### Goal of the exercise
From the records below, take each line where the string "instance" shows up and copy it.

### Records to use
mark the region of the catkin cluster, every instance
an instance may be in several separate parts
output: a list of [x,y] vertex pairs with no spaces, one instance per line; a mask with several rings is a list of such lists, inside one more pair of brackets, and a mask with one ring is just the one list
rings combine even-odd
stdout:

### Expected answer
mark the region of the catkin cluster, every instance
an instance may be in several separate parts
output: a list of [x,y] vertex pairs with no spaces, one instance per line; a mask with several rings is a list of such lists, inside one more pair of brackets, and a mask with one ring is just the one list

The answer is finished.